Write out the lines of the records below as a numbered list, with blank lines skipped and the pictures omitted.

※ ※ ※

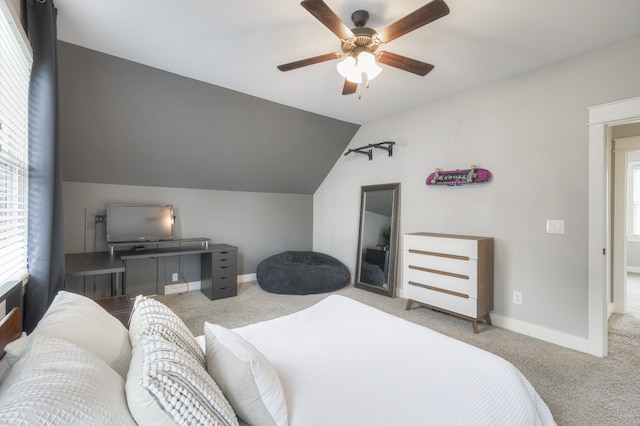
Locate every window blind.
[0,0,32,284]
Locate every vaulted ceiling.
[55,0,640,194]
[55,0,640,124]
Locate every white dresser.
[403,232,493,333]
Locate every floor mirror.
[355,183,400,297]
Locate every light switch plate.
[547,219,564,234]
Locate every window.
[0,0,32,284]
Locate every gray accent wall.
[58,42,360,194]
[58,42,352,275]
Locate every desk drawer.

※ ※ ※

> **The completed task**
1. Locate every window blind.
2. [0,0,32,284]
3. Locate every vaulted ceiling.
4. [55,0,640,194]
5. [55,0,640,124]
6. Locate every white dresser.
7. [403,232,493,333]
8. Locate every floor mirror.
9. [355,183,400,297]
10. Locate every light switch plate.
11. [547,219,564,234]
12. Locate every window.
13. [0,0,32,284]
14. Locate every gray accent wall.
15. [58,42,360,194]
16. [58,42,352,275]
17. Locate every desk drawer.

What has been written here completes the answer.